** Begin TEXT SHOWN **

Many of my students come to me from an education system where they’ve been taught to speak about the authors they study with deep, unquestioning respect. Why do we read Chaucer? Because he speaks to us about humanity. Because he’s ‘relatable’. Because literature is about learning more about ourselves. Because it teaches us how far we’ve come since the barbaric Middle Ages. Chaucer is held up, paradoxically, both as a miraculously modern voice, espousing the very morals and virtues we wish to see reflected, and as a relic of a dimly-known, superstitious and oppressive era, which should really make us feel good when we think how far we’ve come. I’m told, confidently, that the ‘modern reader’ wouldn’t agree with Chaucer when Chaucer seems to suggest rape might be funny, or anti-Semitism might be acceptable.
It’s a mode of thought that places both Chaucer and modern readers beyond the reach of interrogation, a mode of thought that begins from the assumption that the entire modern world professes the same, unspoken and untaught moral rectitude. In short, it’s a view that presumes structural inequalities aren’t really real, and if they once were (in the dim mists of time), then certainly they are safely banished from our enlightened modern world.
I find this very troubling.
I spent this summer reading more and more medievalist scholars explaining how the period we study has been misrepresented and twisted by white supremacists, who want to believe in a medieval past in which Europe was white and Christian and engaged in holy war to uphold its whiteness and Christianity. The motto of the medieval Crusaders, deus vult or ‘god wills it,’ has become a slogan amongst neo-Nazi groups, spray-painted onto vandalized mosques. The crusader cross was seen on banners during the Charlottesville riots in Virginia earlier this year, where peaceful protesters against racism were mown down by a speeding car. The medieval period has been, in Dorothy Kim’s memorable phrase, ‘weaponized‘ by these groups, and their example offers a frightening corrective to the belief that all ‘modern readers’ feel an enlightened and automatic aloofness from racial intolerance.
Medieval history also offers horrific, graphic bigotry, which we can be too keen to forget or excuse. Students with a passing knowledge of Chaucer might be familiar with his Prioress’s Tale, a nastily anti-Semitic fiction of child-murder. Those who read Middle English romances may know of The King of Tars, in which a white Christian princess marries a black Muslim Sultan, whose skin turns from black to white when she succeeds in converting him. But these stories aren’t just stories told by authors who are otherwise genial, laudable fathers of English Literature. They reflect histories of interracial violence and propaganda, of anti-Semitic pogroms and militant Holy War, which weren’t safely confined to ‘fiction’.
But medieval literature also offers a breathtaking diversity of writers, readers, and perspectives. Few people who email me realise that St Augustine – perhaps the most-cited authority in medieval England – was a North African theologian. They do not know that Chaucer’s Treatise on the Astrolabe locates itself within a cosmopolitan tradition of writing including Arabic and Hebrew as well as English, French and Latin. They might be shocked to see that people of colour were not just occasional, exoticised additions to medieval visual images of the world, but commonplace presences.
To read a properly decolonised curriculum, we’d need to read and study all of these things – and we don’t.
The past is not a neutral space. Its literature is not neutral. And we do not read literature in neutral ways. Should students feel entitled to question the composition of the canon they read? No: they should feel it’s part of their basic education in English Literature to do so.

** End TEXT SHOWN **

• OBJECTIVE A: According to the passage on medieval literature, what kind of figure was St Augustine?
• OBJECTIVE B: Repeat the passage on medieval literature word for word, starting at "To read a properly" and going down to "Literature to do so.".
The entries that follow have no connection to the passage on medieval literature.

** Begin GIVEN ENTRIES **

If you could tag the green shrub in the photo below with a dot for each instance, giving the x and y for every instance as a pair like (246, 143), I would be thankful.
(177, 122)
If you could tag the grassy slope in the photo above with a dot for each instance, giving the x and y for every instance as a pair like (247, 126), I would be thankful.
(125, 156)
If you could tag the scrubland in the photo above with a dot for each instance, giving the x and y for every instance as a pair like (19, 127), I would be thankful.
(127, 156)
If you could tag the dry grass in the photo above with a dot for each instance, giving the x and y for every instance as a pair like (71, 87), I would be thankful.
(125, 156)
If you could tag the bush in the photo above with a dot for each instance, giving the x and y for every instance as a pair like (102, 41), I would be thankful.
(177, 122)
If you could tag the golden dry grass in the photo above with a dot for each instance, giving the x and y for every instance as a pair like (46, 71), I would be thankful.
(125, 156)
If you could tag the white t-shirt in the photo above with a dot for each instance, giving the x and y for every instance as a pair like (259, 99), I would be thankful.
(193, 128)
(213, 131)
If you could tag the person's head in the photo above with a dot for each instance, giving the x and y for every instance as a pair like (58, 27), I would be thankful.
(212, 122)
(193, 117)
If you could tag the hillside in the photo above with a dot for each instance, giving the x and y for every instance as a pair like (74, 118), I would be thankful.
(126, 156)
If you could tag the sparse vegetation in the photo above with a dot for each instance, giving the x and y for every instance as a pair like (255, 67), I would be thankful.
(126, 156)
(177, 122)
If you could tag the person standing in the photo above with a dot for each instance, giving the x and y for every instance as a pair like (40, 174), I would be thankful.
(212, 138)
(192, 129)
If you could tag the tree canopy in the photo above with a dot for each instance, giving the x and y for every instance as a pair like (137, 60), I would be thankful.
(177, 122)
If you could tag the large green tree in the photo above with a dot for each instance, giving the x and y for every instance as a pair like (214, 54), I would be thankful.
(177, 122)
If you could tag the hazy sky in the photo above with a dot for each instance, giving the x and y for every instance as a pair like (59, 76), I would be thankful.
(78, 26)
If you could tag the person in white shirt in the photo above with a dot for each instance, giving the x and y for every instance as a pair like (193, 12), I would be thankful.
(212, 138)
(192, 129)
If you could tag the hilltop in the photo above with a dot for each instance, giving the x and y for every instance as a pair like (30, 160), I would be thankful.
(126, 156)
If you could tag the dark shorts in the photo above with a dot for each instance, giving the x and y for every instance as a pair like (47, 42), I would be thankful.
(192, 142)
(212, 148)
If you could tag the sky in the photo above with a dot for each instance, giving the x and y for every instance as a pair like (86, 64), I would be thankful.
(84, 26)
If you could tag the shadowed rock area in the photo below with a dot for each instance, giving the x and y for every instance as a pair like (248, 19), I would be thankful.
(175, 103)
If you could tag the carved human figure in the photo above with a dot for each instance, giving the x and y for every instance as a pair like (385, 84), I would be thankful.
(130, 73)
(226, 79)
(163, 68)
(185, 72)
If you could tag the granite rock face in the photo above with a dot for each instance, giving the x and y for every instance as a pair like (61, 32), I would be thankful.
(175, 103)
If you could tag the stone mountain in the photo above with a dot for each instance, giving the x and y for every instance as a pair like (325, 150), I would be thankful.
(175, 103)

** End GIVEN ENTRIES **

• WRITTEN ANSWER A: He was a North African theologian.

• WRITTEN ANSWER B:
To read a properly decolonised curriculum, we’d need to read and study all of these things – and we don’t.
The past is not a neutral space. Its literature is not neutral. And we do not read literature in neutral ways. Should students feel entitled to question the composition of the canon they read? No: they should feel it’s part of their basic education in English Literature to do so.